▸ **Selected excerpt**

Wednesday, December 09, 2015

Bob Collymore for MCA.

Safaricom is a telecommunications behemoth by any standard, and it leads the way in may respects. It has become such an integral part of our day to day lives that we never stop to think about what it means to have Safaricom in our lives. The bulk of those with mobile phones communicate on the Safaricom network. The bulk of those who go online using smart devices such as tablets, phablets or smartphones do so on the Safaricom network. The bulk of those who use mobile money transfer services, do so on Safaricom's MPesa platform. So it is no surprise that Safaricom leads the way, once more, in transparency as its CEO, Bob Collymore, reveals the details of his wealth.

Safaricom does business with the Government of Kenya, the least not being the multi-billion shilling surveillance network it is building for the Government. Safaricom would like to keep doing business with the Government and Mr Collymore is attuned to the value of symbolic gestures. He is under no obligation to declare what his salary, remuneration or benefits are, but it demonstrates that he has very little t hide when it comes to his management of the affairs of Kenya's most valuable company and in its relations with the Government. The same cannot be said of some of the other billion-shilling companies or their billionaire CEOs. The recent revelations surrounding the Eurobond and the National Youth Service stand in stark contrast to Mr Collymore and Safaricom.

I believe, however, that what Mr Collymore has done is more than being symbolic; it is a signal to the rest of the business community that Mr Collymore intends to play it straight when it comes to his company's affairs and its relations with the Government. The company's largest shareholders is Vodafone, a London-headquartered global telecommunications behemoth which operates in a strictly regulated business environment, and neither the Vodafone CEO nor Mr Collymore would wish to jeopardise their reputations because Kenya's business environment is "dynamic," to say the least.

Some of us sneered when the Kenya Private Sector Alliance, KEPSA, proposed a bribery Bill to the President as a way for the private sector/business community to contribute to the President's war on corruption. Our reasons were founded mostly on the fear that legislation only seemed to encourage greater graft. What Mr Collymore demonstrates is that even in the absence of specific legislation, it is possible for the business community to contribute to the war on corruption by simply embracing as much transparency as they can get away with. Mr Collymore is announcing to the world, and Kenyans in particular, that his fortune has not been made through rent-seeking or dubious contacts with public officials. His wealth is the just reward of a CEO just doing his job.

▸ **Provided information**

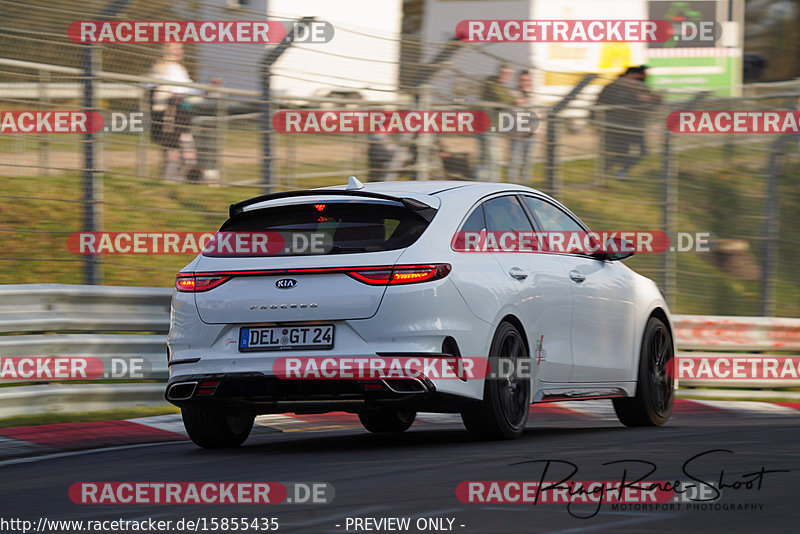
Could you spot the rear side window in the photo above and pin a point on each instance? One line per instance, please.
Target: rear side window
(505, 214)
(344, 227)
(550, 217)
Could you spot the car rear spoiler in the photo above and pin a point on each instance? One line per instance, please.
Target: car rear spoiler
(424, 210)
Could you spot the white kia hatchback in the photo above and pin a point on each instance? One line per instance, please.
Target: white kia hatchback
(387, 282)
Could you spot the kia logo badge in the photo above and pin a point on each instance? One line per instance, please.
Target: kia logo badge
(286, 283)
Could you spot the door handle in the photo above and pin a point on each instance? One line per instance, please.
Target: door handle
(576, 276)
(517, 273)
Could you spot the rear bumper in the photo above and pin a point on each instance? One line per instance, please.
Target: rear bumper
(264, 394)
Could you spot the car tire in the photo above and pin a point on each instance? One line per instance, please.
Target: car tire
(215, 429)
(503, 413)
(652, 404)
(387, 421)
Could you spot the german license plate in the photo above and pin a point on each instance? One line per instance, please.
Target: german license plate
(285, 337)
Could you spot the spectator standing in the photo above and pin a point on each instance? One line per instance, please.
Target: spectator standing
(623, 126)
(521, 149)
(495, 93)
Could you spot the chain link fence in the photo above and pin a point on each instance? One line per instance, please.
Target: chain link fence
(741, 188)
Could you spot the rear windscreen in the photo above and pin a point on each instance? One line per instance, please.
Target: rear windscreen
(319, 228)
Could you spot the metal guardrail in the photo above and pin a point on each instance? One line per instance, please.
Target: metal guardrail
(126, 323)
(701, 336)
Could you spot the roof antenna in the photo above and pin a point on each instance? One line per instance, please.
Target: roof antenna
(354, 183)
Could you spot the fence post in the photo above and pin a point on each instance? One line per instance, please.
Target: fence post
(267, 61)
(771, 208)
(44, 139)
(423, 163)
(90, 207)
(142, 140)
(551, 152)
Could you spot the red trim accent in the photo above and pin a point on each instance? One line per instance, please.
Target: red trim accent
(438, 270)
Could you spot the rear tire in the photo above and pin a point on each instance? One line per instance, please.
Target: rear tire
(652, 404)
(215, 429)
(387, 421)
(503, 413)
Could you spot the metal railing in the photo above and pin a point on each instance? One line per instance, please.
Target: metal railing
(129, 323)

▸ **Prompt**
Resume the blog post on Bob Collymore's disclosure of his wealth, picking up after its last sentence. The rows have no connection to the blog post on Bob Collymore's disclosure of his wealth.

▸ **Response to the task**
It is striking that despite the many years he has spent in Kenya running the company, Mr Collymore is yet to be infected by the hubris and arrogance that infects Kenya's rich and powerful. Some of us may envy his toys - the helicopter and the supercar - but none of us hold him in contempt the way we hold some of our most celebrated and lionised business magnates. The causes he has championed outside of a fat bottom line have revealed a man who understands that life is not just about fat bank accounts; for example, the Safaricom Foundation's mission statement is to build communities and transform lives, and I believe this down to leadership like Mr Collymore's and his predecessor, the inimitable Michael Joseph. It is seen in the struggle the company undergoes when it wishes to keep sports sponsorship free of the thuggery prevalent in sports associations offices. If only Safaricom and Mr Collymore had like-minded partners in the business community.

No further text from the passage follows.